— begin Exercise data —

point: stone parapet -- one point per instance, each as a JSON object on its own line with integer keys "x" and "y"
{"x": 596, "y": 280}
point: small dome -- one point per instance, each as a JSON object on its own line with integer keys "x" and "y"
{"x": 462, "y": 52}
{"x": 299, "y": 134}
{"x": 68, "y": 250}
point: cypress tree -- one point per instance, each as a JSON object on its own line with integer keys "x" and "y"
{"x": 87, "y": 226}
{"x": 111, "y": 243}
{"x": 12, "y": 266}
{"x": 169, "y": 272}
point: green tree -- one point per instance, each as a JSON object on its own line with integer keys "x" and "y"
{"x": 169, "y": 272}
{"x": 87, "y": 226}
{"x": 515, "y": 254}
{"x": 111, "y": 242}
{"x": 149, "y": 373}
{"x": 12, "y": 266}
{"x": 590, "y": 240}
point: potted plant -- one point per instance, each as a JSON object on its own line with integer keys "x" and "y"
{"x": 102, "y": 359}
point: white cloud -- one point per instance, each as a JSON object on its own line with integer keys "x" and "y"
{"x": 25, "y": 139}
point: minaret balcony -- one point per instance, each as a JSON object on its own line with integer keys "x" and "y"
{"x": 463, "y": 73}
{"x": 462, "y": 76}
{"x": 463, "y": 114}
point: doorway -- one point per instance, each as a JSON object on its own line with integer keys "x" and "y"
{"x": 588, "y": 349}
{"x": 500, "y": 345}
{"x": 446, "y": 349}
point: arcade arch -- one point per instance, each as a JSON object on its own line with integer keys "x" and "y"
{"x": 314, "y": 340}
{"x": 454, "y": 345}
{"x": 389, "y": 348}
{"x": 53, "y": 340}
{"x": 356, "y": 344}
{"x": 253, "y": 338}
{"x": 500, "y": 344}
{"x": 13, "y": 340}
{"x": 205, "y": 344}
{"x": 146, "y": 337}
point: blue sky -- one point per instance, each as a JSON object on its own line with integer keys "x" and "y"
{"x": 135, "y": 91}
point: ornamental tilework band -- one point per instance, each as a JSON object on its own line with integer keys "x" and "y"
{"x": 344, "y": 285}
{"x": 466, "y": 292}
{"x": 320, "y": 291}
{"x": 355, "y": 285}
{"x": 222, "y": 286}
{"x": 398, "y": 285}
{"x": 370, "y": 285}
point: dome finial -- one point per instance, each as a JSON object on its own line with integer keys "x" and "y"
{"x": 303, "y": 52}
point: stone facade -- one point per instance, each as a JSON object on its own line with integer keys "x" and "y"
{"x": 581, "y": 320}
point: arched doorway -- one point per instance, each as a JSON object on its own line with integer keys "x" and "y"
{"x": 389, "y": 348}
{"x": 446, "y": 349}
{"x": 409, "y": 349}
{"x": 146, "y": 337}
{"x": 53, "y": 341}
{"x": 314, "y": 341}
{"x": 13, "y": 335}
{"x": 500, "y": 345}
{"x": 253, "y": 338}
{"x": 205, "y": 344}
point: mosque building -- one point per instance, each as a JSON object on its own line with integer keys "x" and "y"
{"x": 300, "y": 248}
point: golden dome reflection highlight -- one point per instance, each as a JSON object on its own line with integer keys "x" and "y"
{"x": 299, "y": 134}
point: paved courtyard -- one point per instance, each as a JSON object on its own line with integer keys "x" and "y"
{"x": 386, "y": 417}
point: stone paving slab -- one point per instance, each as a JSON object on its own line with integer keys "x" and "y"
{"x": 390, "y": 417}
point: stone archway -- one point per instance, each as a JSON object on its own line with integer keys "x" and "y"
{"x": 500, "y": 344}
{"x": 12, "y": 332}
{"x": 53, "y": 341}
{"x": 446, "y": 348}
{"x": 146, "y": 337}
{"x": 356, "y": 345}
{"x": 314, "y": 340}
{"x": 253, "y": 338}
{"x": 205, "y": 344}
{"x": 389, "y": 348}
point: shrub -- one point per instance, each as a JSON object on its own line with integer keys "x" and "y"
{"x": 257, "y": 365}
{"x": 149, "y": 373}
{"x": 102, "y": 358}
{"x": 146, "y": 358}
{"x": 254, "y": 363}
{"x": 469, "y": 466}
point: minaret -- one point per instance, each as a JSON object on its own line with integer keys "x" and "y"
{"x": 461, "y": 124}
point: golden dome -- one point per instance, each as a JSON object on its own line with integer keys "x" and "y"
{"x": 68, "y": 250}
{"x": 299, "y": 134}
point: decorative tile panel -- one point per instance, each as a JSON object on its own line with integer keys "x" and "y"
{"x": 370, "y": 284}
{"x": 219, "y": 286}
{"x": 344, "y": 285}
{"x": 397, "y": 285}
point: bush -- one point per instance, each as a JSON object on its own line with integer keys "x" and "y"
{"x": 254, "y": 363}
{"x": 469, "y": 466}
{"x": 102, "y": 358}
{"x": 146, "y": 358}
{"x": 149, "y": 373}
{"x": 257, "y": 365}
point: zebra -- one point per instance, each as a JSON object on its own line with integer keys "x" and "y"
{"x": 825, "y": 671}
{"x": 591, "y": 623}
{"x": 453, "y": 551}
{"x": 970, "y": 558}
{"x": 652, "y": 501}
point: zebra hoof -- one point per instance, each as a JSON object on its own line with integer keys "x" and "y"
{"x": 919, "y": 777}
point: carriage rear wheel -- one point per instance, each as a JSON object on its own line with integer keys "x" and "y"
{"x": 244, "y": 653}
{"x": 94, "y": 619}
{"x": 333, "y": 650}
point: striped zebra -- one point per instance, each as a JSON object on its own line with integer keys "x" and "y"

— end Exercise data —

Aim: Repeat the entries shown above, every one, word for word.

Answer for this exercise:
point: stone parapet -- one point per instance, each as a JSON object on its own line with integer keys "x" and "y"
{"x": 596, "y": 280}
point: small dome -- one point per instance, each as a JSON object on its own line with integer keys "x" and "y"
{"x": 462, "y": 52}
{"x": 299, "y": 134}
{"x": 68, "y": 250}
point: cypress tree -- one point per instance, each as a JSON object on its own line with integer keys "x" and "y"
{"x": 87, "y": 226}
{"x": 111, "y": 243}
{"x": 12, "y": 266}
{"x": 169, "y": 272}
point: green tree -- one point per instance, each as a JSON object on its own line with integer keys "x" and "y"
{"x": 169, "y": 272}
{"x": 87, "y": 226}
{"x": 515, "y": 254}
{"x": 111, "y": 242}
{"x": 149, "y": 373}
{"x": 12, "y": 266}
{"x": 590, "y": 240}
point: potted plant -- one point per instance, each as a JSON object on its own line with integer keys "x" and "y"
{"x": 102, "y": 359}
point: white cloud -- one point per instance, each as a JSON object on its own line with integer keys "x" and "y"
{"x": 25, "y": 139}
point: minaret balcony -- one point per instance, each as a JSON object on its own line with integer keys "x" and "y"
{"x": 463, "y": 73}
{"x": 462, "y": 76}
{"x": 463, "y": 114}
point: doorway -- one point per instance, each as a JSON object on its own line with integer keys "x" and "y"
{"x": 588, "y": 349}
{"x": 500, "y": 345}
{"x": 446, "y": 349}
point: arcade arch -- one point per instance, each as a JSON object on its own line with integer keys "x" and "y"
{"x": 314, "y": 340}
{"x": 454, "y": 345}
{"x": 389, "y": 348}
{"x": 53, "y": 340}
{"x": 356, "y": 344}
{"x": 253, "y": 338}
{"x": 500, "y": 344}
{"x": 13, "y": 340}
{"x": 205, "y": 344}
{"x": 146, "y": 337}
point: blue sky -- one point per instance, each as a JSON object on its own line with integer keys "x" and "y"
{"x": 135, "y": 91}
point: ornamental tilework band -- one point per instance, each as a JSON object on its own line with integer keys "x" and "y"
{"x": 344, "y": 285}
{"x": 466, "y": 292}
{"x": 320, "y": 291}
{"x": 355, "y": 285}
{"x": 222, "y": 286}
{"x": 398, "y": 285}
{"x": 370, "y": 285}
point: dome finial -- one point per instance, each as a JSON object on its own line with integer keys "x" and "y"
{"x": 303, "y": 52}
point: stone facade -- one point per instance, each as a JSON object on its own line with integer keys "x" and "y"
{"x": 581, "y": 320}
point: arched doorway -- one point per instance, each as a JSON object on its own line with integer keys "x" and "y"
{"x": 389, "y": 348}
{"x": 446, "y": 349}
{"x": 409, "y": 349}
{"x": 146, "y": 337}
{"x": 53, "y": 341}
{"x": 314, "y": 341}
{"x": 13, "y": 335}
{"x": 500, "y": 345}
{"x": 253, "y": 338}
{"x": 205, "y": 344}
point: mosque building -- one point per instance, each as a JSON object on its own line with integer keys "x" and "y"
{"x": 300, "y": 248}
point: golden dome reflection highlight -- one point per instance, each as a JSON object on its own line with integer keys "x" and "y"
{"x": 299, "y": 134}
point: paved courtyard -- one point per instance, each as a JSON object on its own line with integer keys "x" and "y"
{"x": 386, "y": 417}
point: stone paving slab -- one point per instance, each as a JSON object on its own line with integer keys "x" and "y"
{"x": 390, "y": 417}
point: stone archway -- one point per instance, each as a JSON object on its own line with integer keys "x" and "y"
{"x": 500, "y": 344}
{"x": 12, "y": 332}
{"x": 53, "y": 341}
{"x": 446, "y": 348}
{"x": 146, "y": 337}
{"x": 356, "y": 345}
{"x": 314, "y": 340}
{"x": 253, "y": 338}
{"x": 205, "y": 344}
{"x": 389, "y": 348}
point: shrub -- one point per instance, each as a JSON object on its own line with integer keys "x" and "y"
{"x": 257, "y": 365}
{"x": 149, "y": 373}
{"x": 102, "y": 358}
{"x": 146, "y": 358}
{"x": 254, "y": 363}
{"x": 469, "y": 466}
point: minaret -- one point per instance, each as a JSON object on its own line with integer keys "x" and "y"
{"x": 461, "y": 124}
point: golden dome -- one point per instance, each as a JSON object on its own line with integer keys "x" and "y"
{"x": 68, "y": 250}
{"x": 299, "y": 134}
point: decorative tile panel -- one point per instance, each as a JSON object on its own line with integer keys "x" and "y"
{"x": 370, "y": 284}
{"x": 219, "y": 286}
{"x": 344, "y": 285}
{"x": 397, "y": 285}
point: bush -- one point per instance, each as a JSON object on its own line with integer keys "x" and "y"
{"x": 254, "y": 363}
{"x": 469, "y": 466}
{"x": 102, "y": 358}
{"x": 146, "y": 358}
{"x": 149, "y": 373}
{"x": 257, "y": 365}
point: zebra -- one point per instance, each as a JSON object on its own line with integer keys "x" and "y"
{"x": 825, "y": 671}
{"x": 591, "y": 623}
{"x": 453, "y": 551}
{"x": 970, "y": 558}
{"x": 652, "y": 501}
point: zebra hoof -- one point per instance, each as a JSON object on its own line with integer keys "x" and "y"
{"x": 919, "y": 777}
point: carriage rear wheel -- one point per instance, each as a JSON object on its own line with integer keys "x" and "y"
{"x": 244, "y": 653}
{"x": 94, "y": 619}
{"x": 333, "y": 650}
point: striped zebra -- one point per instance, each as a JSON object on its own line with integer keys "x" and "y"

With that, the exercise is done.